Stored data entries:
— start —

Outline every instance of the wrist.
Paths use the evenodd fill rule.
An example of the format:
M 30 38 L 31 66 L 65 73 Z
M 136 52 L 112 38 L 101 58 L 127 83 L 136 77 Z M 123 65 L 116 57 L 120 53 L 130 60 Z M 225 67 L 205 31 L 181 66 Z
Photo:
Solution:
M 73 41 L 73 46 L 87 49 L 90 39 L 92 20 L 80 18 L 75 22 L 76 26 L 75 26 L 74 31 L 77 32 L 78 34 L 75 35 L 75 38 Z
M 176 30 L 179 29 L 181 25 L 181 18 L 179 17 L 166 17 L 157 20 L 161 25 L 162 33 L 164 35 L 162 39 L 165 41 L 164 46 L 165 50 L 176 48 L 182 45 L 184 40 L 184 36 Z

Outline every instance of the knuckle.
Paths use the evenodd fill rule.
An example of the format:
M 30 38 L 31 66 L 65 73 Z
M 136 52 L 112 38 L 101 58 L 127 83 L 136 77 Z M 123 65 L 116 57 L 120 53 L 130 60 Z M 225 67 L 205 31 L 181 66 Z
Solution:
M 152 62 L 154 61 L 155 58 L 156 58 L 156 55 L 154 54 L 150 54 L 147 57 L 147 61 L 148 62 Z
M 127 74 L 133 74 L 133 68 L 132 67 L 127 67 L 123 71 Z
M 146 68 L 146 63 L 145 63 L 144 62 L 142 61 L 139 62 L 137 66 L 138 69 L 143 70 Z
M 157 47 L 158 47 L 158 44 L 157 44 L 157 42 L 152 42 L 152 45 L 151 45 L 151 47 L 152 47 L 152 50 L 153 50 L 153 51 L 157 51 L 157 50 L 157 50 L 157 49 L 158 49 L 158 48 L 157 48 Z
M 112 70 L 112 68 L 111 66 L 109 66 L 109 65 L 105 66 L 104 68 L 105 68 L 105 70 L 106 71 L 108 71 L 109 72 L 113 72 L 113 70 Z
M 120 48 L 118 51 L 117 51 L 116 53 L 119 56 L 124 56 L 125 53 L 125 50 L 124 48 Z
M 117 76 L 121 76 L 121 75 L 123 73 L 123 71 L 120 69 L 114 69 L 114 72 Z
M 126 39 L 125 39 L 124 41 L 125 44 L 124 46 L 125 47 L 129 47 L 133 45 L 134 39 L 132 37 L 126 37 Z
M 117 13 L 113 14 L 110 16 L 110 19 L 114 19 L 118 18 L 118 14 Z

— end —

• [What the task asks]: Please write out every line of the records above without changing a single character.

• [Task result]:
Outline every instance of the wrist.
Paths use the evenodd fill rule.
An example of the format:
M 30 38 L 31 66 L 65 73 Z
M 136 52 L 112 38 L 101 58 L 127 83 L 136 77 Z M 123 65 L 116 57 L 120 53 L 130 60 Z M 225 67 L 205 31 L 181 66 Z
Photo:
Solution:
M 73 41 L 73 46 L 87 49 L 90 39 L 92 20 L 80 18 L 75 22 L 76 26 L 75 26 L 74 31 L 77 32 L 78 34 L 75 35 L 75 38 Z
M 176 30 L 179 29 L 181 25 L 181 18 L 179 17 L 166 17 L 157 20 L 161 25 L 162 33 L 164 35 L 162 39 L 165 41 L 164 46 L 165 50 L 176 48 L 182 45 L 184 40 L 184 36 Z

Outline every instance of the knuckle.
Paths use the evenodd fill rule.
An example of the format:
M 30 38 L 31 66 L 65 73 Z
M 136 52 L 112 38 L 101 58 L 127 83 L 136 77 Z M 123 65 L 116 57 L 120 53 L 130 60 Z M 225 67 L 205 31 L 181 66 Z
Solution:
M 152 62 L 154 61 L 155 58 L 156 58 L 156 55 L 154 54 L 150 54 L 147 57 L 147 61 L 148 62 Z
M 127 74 L 133 74 L 133 68 L 132 67 L 127 67 L 123 71 Z
M 146 68 L 146 63 L 145 63 L 144 62 L 142 61 L 139 62 L 137 66 L 138 69 L 143 70 Z
M 157 47 L 158 47 L 158 44 L 157 44 L 157 42 L 152 42 L 152 45 L 151 45 L 151 47 L 152 47 L 152 50 L 153 50 L 153 51 L 157 51 L 157 50 L 157 50 L 157 49 L 158 49 L 158 48 L 157 48 Z
M 112 70 L 112 68 L 111 66 L 109 66 L 109 65 L 105 66 L 104 68 L 105 68 L 105 70 L 106 71 L 108 71 L 109 72 L 113 72 L 113 70 Z
M 120 48 L 118 51 L 117 51 L 116 53 L 119 56 L 124 56 L 125 53 L 125 50 L 124 48 Z
M 117 76 L 121 76 L 121 75 L 123 73 L 123 71 L 120 69 L 114 69 L 114 72 Z
M 126 39 L 125 39 L 124 41 L 125 44 L 124 46 L 125 47 L 129 47 L 133 45 L 134 39 L 132 37 L 126 37 Z
M 117 13 L 113 14 L 110 16 L 110 19 L 114 19 L 118 18 L 118 14 Z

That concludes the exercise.